I remember a speech by the director-general of the Independent Television Authority in which he contrasted the benefits of TV advertising with the perceived problems of posters, implying that they spoiled the environment for no purpose other than to boost the profits of advertisers and poster companies. That was in the Seventies, long before the social partnerships between outdoor contractors and public authorities became commonplace.

Bus-shelter advertising began in France and was the invention of Jean-Claude Decaux, whose surname is displayed on poster panels across much of the UK, Europe and the US. JC Decaux is now the second-largest outdoor company in the world and its range of street furniture includes city information booths, advertising kiosks, newsstands and automatic public toilets.

Such practices are now standard in the industry but like the success of The Sun, it didn’t happen overnight, as Jean-Francois Decaux – the founder’s son – told advertisers, agencies and contractors in Barcelona.

“The industry said the six-sheet panels on bus-shelters were too small and it took six years for them to get established,” he said. Twenty years later, he said, it was the same story with public lavatories: “‘Why does a media company want to get involved with toilets?’ we were asked.”

Whatever the industry’s reluctance to embrace that vision, it has more than made up for it now, as the Barcelona conference demonstrated.

The main message – from the advertiser and agency speakers, as well as the poster companies – was that the UK outdoor business had been transformed in recent years, through consolidation and investment. And though there is cut-throat competition for contracts between the four major players – Clear Channel, JC Decaux, Maiden and Viacom Outdoor – the industry has substantially increased its market share.

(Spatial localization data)
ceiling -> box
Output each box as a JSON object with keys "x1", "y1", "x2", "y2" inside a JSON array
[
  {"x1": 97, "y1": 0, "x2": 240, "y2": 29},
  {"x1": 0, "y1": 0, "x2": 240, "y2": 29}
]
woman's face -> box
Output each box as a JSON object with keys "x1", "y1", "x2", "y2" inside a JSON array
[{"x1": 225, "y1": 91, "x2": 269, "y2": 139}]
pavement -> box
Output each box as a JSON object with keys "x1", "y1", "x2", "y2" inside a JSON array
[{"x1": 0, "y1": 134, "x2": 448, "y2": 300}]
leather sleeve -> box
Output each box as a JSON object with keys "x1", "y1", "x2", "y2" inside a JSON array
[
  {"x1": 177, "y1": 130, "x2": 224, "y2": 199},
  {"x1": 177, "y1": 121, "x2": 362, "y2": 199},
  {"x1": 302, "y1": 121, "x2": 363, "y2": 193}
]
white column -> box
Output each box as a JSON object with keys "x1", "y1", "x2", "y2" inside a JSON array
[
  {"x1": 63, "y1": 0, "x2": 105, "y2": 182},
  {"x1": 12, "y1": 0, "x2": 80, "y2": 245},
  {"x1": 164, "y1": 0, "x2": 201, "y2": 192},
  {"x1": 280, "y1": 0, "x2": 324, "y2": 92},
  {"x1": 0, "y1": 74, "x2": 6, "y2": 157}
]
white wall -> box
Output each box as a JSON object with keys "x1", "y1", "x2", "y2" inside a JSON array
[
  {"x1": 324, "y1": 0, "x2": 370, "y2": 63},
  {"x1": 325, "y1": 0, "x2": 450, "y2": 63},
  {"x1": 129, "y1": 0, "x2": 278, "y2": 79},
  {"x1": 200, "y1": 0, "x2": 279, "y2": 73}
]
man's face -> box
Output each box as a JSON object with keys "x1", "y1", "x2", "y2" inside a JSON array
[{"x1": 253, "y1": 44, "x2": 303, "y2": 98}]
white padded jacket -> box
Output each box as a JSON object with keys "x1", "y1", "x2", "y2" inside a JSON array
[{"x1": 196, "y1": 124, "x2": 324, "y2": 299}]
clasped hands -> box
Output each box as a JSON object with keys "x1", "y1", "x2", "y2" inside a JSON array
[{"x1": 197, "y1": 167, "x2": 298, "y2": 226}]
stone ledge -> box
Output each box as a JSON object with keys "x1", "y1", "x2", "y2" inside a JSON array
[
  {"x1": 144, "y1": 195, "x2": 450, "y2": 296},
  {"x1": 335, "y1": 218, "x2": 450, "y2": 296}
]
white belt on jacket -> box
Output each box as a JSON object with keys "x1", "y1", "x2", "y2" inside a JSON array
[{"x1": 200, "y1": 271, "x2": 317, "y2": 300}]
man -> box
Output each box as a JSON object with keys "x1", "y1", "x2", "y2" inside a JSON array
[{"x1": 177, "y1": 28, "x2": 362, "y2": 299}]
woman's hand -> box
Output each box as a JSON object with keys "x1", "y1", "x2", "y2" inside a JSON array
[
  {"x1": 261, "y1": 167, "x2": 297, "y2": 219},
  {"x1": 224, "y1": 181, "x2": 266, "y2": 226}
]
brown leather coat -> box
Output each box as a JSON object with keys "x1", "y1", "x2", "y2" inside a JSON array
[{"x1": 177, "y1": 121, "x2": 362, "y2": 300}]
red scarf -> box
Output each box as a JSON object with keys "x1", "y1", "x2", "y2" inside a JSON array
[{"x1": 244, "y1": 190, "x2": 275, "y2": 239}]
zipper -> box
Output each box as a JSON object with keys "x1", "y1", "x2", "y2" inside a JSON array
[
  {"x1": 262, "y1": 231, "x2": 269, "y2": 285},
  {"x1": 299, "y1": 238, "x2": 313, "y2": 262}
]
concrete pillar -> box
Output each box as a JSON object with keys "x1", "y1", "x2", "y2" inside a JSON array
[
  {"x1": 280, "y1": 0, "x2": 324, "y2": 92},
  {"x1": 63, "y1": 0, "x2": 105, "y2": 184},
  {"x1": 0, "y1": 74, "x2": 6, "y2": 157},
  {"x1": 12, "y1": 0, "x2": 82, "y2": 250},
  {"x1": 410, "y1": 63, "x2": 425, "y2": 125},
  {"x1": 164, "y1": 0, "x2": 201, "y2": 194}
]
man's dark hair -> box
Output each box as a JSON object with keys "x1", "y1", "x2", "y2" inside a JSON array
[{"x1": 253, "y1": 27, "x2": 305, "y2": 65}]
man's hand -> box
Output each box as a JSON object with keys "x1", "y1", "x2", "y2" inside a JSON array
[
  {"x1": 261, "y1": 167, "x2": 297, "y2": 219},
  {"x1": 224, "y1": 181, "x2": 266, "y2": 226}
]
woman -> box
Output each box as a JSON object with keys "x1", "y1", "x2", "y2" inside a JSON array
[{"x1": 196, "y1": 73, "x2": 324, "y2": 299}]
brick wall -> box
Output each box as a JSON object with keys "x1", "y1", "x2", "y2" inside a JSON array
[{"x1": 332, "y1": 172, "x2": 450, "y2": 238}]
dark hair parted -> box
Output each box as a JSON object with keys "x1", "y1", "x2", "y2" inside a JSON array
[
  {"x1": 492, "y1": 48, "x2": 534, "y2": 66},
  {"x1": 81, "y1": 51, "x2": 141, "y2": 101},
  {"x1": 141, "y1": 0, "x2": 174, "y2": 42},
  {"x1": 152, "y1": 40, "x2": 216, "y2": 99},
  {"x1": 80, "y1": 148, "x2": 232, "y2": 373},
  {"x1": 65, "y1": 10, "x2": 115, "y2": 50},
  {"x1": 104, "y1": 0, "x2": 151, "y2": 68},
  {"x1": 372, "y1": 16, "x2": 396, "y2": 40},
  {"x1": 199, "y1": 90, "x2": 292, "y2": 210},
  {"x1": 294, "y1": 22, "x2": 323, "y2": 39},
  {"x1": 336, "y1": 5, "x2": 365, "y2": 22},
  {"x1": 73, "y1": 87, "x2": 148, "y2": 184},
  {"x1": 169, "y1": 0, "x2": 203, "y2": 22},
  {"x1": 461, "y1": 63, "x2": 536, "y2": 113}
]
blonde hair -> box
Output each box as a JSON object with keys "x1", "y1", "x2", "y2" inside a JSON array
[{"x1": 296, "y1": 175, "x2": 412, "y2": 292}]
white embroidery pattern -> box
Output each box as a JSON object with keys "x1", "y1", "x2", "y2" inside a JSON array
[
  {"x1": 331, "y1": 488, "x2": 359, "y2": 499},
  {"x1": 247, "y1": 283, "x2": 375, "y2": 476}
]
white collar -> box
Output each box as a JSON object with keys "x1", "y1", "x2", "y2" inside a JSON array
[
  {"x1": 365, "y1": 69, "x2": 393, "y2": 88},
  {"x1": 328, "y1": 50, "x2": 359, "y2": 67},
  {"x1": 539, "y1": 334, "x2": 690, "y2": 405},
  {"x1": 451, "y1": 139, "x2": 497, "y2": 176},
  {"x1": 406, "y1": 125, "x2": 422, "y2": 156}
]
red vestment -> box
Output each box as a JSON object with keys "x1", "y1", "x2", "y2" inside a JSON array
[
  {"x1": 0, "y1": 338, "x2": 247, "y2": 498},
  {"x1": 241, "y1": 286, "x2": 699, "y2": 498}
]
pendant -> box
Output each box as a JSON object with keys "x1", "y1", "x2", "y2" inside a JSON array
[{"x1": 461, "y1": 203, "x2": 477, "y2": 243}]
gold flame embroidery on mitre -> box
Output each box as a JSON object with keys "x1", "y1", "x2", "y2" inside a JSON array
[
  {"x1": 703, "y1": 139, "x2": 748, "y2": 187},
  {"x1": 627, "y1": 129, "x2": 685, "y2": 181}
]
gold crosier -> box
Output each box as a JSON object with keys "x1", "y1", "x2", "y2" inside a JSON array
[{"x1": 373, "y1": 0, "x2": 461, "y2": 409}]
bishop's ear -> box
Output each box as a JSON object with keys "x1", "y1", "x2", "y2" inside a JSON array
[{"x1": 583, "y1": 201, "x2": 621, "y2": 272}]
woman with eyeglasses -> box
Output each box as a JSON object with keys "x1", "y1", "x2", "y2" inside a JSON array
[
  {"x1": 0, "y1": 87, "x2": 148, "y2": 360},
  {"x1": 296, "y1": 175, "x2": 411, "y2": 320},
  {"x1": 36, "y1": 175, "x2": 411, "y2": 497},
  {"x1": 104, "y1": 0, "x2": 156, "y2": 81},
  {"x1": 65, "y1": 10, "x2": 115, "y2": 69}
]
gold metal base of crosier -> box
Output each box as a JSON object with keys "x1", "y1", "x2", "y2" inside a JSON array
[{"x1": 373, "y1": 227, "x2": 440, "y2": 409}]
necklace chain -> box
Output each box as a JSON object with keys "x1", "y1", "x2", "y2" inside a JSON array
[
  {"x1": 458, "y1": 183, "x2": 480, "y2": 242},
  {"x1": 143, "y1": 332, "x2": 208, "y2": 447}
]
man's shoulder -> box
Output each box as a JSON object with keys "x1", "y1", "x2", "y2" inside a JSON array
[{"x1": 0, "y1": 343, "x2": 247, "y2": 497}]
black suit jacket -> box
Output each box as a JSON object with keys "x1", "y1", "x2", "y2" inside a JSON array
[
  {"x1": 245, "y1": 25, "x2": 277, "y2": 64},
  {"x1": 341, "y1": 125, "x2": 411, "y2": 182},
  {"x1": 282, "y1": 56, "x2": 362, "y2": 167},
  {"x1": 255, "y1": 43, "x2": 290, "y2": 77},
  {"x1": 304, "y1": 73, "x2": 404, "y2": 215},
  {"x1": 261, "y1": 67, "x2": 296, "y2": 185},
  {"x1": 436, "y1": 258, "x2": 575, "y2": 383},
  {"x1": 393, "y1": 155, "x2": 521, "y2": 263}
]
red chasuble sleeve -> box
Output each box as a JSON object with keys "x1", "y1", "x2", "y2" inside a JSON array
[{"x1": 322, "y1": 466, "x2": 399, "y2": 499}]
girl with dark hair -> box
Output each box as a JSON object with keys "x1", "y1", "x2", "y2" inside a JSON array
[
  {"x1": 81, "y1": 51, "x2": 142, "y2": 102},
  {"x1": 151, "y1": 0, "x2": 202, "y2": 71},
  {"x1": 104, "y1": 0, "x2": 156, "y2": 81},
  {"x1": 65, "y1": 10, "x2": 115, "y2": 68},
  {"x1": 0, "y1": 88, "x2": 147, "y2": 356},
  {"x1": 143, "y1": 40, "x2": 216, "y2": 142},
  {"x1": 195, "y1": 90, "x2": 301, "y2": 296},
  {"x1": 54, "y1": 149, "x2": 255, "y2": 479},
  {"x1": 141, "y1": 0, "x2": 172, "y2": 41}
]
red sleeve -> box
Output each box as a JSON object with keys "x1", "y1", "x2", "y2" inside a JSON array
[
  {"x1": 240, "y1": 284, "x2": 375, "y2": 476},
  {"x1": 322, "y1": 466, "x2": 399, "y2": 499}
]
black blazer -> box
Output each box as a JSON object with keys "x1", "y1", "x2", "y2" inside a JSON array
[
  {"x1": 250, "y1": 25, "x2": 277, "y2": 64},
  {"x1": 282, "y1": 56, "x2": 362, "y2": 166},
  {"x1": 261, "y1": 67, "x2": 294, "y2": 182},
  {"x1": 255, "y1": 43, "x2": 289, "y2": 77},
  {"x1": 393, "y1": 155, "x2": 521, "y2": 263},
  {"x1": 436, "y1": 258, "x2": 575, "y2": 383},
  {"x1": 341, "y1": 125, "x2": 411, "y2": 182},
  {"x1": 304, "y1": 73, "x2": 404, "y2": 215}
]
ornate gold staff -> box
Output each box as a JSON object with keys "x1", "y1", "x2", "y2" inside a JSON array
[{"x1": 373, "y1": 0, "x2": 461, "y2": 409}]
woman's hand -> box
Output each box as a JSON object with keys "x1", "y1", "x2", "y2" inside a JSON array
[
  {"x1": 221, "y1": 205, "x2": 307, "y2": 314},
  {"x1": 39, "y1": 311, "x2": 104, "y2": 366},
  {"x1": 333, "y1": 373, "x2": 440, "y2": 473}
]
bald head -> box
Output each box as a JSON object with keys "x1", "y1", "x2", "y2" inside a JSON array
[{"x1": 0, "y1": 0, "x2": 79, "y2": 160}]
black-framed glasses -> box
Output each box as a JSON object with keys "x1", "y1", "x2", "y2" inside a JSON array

TASK OBJECTIVE >> In the passage on outdoor advertising, what problem with posters did the director-general of the Independent Television Authority imply in his speech?

RESULT OF THIS EXERCISE >> He implied that posters spoiled the environment for no purpose other than to boost the profits of advertisers and poster companies.